- Problem statement -
Each entry should be written out again exactly, so that nothing is lost.

(Natural-language object grounding data)
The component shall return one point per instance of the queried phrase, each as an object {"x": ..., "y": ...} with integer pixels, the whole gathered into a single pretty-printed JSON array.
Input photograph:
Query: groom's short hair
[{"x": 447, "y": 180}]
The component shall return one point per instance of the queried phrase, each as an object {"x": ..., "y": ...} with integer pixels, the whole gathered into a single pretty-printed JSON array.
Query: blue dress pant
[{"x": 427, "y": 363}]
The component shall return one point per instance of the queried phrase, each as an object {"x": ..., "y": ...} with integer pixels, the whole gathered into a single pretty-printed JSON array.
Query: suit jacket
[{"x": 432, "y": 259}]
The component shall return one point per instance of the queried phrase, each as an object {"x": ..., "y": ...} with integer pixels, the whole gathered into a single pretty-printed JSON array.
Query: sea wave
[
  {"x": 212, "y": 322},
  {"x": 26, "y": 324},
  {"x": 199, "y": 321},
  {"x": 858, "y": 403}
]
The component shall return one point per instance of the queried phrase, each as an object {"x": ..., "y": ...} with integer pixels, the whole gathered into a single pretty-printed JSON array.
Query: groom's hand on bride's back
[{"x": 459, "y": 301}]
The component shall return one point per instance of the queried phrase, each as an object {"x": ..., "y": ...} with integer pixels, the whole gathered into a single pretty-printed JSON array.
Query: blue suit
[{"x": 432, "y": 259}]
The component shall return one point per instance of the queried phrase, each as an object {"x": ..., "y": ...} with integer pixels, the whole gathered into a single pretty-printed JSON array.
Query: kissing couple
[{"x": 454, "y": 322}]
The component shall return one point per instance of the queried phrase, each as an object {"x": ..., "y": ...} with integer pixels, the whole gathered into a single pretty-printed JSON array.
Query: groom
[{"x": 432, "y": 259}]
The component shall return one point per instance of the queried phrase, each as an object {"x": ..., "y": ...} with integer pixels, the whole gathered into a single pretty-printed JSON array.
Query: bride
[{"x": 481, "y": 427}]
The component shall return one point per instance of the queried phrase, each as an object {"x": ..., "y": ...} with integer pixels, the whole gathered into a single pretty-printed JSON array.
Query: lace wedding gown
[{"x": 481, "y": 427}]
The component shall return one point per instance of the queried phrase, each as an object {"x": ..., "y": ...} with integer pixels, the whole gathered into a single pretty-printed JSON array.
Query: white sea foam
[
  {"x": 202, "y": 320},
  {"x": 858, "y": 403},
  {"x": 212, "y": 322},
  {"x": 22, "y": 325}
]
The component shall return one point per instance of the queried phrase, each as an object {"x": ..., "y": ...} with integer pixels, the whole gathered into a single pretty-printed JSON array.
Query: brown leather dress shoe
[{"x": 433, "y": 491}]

- Exercise output -
The component shall return one point per instance of the queried phrase, each as an object {"x": ..., "y": ...} with integer pixels, the whole gathered into a single pretty-printed JSON array.
Input photograph:
Query: groom's short hair
[{"x": 447, "y": 180}]
The component shall return one point per instance of the queried phrase, each as an object {"x": ..., "y": ...} with integer pixels, the whole gathered into a single pretty-printed JSON array.
Query: blue dress pant
[{"x": 427, "y": 363}]
The component shall return one point per instance of the queried phrase, each as an object {"x": ..., "y": ...} with integer pixels, the whole gathered into a single pretty-printed JSON array.
Query: suit jacket
[{"x": 432, "y": 259}]
The component shall return one point per instance of the queried phrase, each as an object {"x": ..., "y": ...} with integer pixels, the whole gathered into a single pretty-printed JSON array.
Query: sea wave
[
  {"x": 212, "y": 322},
  {"x": 26, "y": 324},
  {"x": 199, "y": 321},
  {"x": 858, "y": 403}
]
The component shall return one point per instance of the queried phrase, each as an object {"x": ..., "y": ...} with integer pixels, the whole gathered into a single pretty-printed JSON array.
Query: groom's hand on bride's back
[{"x": 459, "y": 301}]
The component shall return one point per instance of the queried phrase, each as an object {"x": ..., "y": ...} with integer pixels, the whole gathered into a single pretty-printed JSON array.
Query: blue suit
[{"x": 432, "y": 259}]
The component shall return one point per instance of the queried phrase, each as an object {"x": ..., "y": ...} with integer pixels, the whole gathered into a single pretty-printed JSON array.
Query: kissing couple
[{"x": 454, "y": 322}]
The component shall return one point per instance of the queried phrase, each as an object {"x": ..., "y": ...} with integer pixels, the whole gathered into a single pretty-printed JSON array.
Query: groom
[{"x": 432, "y": 259}]
The component shall return one point per instance of the queried phrase, each as an object {"x": ..., "y": ...} with integer pixels, the whole gathered into a single pretty-printed JSON array.
Query: bride
[{"x": 481, "y": 427}]
The component shall return one point per instance of the queried phrase, each as an object {"x": ..., "y": ...} with integer pixels, the whole gathered into a single pretty-printed JSON array.
Query: lace wedding gown
[{"x": 481, "y": 427}]
The component shall return one point per instance of the queried phrase, each as an object {"x": ..., "y": ...} with integer pixels, the whole gathered into a single pretty-printed JSON array.
Query: white sea foam
[
  {"x": 202, "y": 320},
  {"x": 858, "y": 403},
  {"x": 212, "y": 322},
  {"x": 22, "y": 325}
]
The component shall return one point per instance of the queried phrase, each as an object {"x": ..., "y": ...} with integer pixels, the whole gathered into a single pretty-printed JSON array.
Query: brown leather dress shoe
[{"x": 433, "y": 491}]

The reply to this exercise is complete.